* TEXT:
>>>

Stack Overflow: Meddling Kids

Stack Overflow: Meddling Kids

Books Columns Comic Books Stack Overflow

Meddling kids are a staple of children’s stories, whether they’re found in books or TV shows or movies. As a kid, at some point you start to realize that grown-ups don’t have all the answers about everything, and these stories reflect that while giving kids the hope that maybe it’s okay because they’ll figure things out themselves. (In some versions of these stories, of course, adults turn out to be completely incompetent, which is perhaps less encouraging.) Today’s stack is all about kids in sticky situations, often saving the day without much help from adults.

The Swifts

The Swifts: A Dictionary of Scoundrels by Beth Lincoln, with illustrations by Claire Powell

If you love wordplay, you’ll be particularly tickled by this murder mystery. The Swift family names its members by randomly choosing a word from the family dictionary, and with the name comes a whole host of expectations about living up to it. The main character, a young girl named Shenanigan Swift, is just starting to consider this question of whether her name is her destiny. As her Arch-Aunt Schadenfreude says whenever she’s caught misbehaving, “you can’t help your name.” But is that true?

<<<

* JOB 1: Name every medium in which, according to the column on meddling kids, such children's stories are found.
The rows that follow this column have no connection to it.

* DATASET EXCERPTS:
>>>

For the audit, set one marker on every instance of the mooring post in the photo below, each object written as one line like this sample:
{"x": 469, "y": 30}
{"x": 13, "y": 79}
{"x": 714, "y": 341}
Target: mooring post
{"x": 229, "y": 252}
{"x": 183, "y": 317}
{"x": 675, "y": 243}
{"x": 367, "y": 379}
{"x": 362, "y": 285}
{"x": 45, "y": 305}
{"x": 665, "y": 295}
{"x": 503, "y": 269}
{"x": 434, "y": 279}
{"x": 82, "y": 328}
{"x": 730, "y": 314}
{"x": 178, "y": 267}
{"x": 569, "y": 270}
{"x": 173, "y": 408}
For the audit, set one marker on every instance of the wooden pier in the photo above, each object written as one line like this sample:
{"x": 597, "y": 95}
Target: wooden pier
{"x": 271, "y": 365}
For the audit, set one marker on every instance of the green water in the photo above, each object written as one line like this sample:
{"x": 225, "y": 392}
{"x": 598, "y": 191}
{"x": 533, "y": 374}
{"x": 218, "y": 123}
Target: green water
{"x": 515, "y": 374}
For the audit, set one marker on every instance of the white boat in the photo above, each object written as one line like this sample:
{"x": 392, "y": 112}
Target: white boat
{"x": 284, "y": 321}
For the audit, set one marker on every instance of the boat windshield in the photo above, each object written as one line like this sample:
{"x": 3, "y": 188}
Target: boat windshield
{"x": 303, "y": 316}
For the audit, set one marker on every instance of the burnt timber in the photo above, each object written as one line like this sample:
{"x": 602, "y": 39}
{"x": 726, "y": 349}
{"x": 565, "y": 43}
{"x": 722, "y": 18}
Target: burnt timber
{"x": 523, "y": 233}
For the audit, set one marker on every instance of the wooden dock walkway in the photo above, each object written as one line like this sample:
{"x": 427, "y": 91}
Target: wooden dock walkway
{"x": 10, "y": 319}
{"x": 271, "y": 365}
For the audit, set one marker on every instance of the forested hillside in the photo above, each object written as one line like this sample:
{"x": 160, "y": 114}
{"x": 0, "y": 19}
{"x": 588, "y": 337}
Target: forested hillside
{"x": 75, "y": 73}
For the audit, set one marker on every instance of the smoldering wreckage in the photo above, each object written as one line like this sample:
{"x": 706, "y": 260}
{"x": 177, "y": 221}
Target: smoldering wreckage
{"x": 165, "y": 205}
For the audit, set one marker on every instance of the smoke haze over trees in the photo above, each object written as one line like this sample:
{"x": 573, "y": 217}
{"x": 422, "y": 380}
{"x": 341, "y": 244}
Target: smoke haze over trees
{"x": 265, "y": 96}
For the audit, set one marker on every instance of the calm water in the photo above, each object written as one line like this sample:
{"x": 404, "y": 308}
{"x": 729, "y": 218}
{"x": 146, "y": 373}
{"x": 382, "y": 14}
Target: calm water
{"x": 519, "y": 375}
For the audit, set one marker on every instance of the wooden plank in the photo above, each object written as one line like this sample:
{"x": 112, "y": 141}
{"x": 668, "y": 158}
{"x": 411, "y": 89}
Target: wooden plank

<<<

* JOB 2: In the rows, from the line holding "the wooden plank" through the last row, inclusive, swap "wooden plank" for "wooden beam" and return those lines.

* RIGHT ANSWER 1: books, TV shows, movies

* RIGHT ANSWER 2:
For the audit, set one marker on every instance of the wooden beam in the photo above, each object written as one line like this sample:
{"x": 112, "y": 141}
{"x": 668, "y": 158}
{"x": 411, "y": 89}
Target: wooden beam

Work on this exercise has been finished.